* [Selected excerpt]:

The Thin White Puke – Sterile (C20, Cult of Craft)

harsh noise, Noise, power electronics, Review

Sterile is influenced by the sound source that The Thin White Puke includes late on the B-side of this tape, a sort of paranoid document about doctors sterilizing their female patients after certain events in their lives. The Thin White Puke gives us power electronics, not the sort of thing that might obviously stick out as unoriginal though. There’s a lot on Sterile that feels fresh.

On this C20, there’s a lot of movement between tracks. None of what’s on this cassette sounds exactly the same, which is something that I feel plagues a lot of power electronics. The vocal deliveries aren’t always the same, the rhythms are always varied, and some tracks aren’t even really PE at all. Short tracks like “Gulag” deliver quick bursts of aggression, whereas “Heat Stroke” heads more into harsh noise territory with a droning longer track of textured noise.

“Paper or Plastic” works well because of The Thin White Puke’s vocals; this track tends to cut out the noise while the lyrics are shouted, and Sterile often switches between being focused on the noise or the vocals. I like that, and I like how cleanly shouted the vocals are. In the case of PE, the vocals are simply another instrument of brutality delivered with the aggression of the noise, and Sterile uses this for great effect.

It surprises me that Sterile is such a short cassette at only 20 minutes, because there’s a lot packed on it. 10 tracks, two minutes apiece – they’re all volatile in their stunted length, and The Thin White Puke gives a powerful performance in both noise and vocals.

Stored dataset items
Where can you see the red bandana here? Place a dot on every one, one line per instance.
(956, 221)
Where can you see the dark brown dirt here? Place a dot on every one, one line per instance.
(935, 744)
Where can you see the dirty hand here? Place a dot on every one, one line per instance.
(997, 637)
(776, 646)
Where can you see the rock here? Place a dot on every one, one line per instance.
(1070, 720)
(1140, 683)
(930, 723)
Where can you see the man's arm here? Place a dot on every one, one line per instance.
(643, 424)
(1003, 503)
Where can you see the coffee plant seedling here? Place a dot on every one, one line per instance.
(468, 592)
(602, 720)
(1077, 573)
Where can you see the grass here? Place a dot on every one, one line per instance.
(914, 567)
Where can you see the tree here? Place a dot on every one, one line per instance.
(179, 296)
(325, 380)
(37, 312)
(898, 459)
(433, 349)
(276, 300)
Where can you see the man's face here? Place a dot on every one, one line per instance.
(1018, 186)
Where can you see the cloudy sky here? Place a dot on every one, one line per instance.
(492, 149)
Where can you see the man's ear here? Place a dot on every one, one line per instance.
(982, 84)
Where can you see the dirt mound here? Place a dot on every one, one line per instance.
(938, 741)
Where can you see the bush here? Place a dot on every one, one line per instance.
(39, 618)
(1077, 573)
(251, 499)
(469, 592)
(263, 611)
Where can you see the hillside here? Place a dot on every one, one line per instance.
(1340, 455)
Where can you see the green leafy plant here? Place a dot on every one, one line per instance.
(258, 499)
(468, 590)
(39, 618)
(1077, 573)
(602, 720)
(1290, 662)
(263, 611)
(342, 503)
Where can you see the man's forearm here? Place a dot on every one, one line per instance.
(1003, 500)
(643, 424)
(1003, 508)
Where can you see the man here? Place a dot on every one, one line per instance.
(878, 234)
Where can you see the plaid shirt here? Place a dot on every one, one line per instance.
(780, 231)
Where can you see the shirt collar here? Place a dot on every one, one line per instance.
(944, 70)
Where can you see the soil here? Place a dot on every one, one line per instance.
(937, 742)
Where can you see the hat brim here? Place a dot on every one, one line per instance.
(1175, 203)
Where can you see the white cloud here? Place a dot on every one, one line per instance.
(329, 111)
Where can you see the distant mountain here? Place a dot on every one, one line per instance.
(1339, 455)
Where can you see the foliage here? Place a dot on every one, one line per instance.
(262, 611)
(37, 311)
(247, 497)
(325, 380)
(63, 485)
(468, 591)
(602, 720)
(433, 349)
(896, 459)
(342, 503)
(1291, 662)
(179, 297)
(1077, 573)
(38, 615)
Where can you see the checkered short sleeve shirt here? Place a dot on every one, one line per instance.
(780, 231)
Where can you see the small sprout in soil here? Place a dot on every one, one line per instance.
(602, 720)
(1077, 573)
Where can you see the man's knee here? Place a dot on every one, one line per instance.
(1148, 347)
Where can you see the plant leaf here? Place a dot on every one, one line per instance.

* [What the task requires]:
Reproduce the part of the Sterile review that begins at the words "On this C20, there’s" and stops after "of textured noise.". These records were taken from a source separate from the review above.

* [Completed task]:
On this C20, there’s a lot of movement between tracks. None of what’s on this cassette sounds exactly the same, which is something that I feel plagues a lot of power electronics. The vocal deliveries aren’t always the same, the rhythms are always varied, and some tracks aren’t even really PE at all. Short tracks like “Gulag” deliver quick bursts of aggression, whereas “Heat Stroke” heads more into harsh noise territory with a droning longer track of textured noise.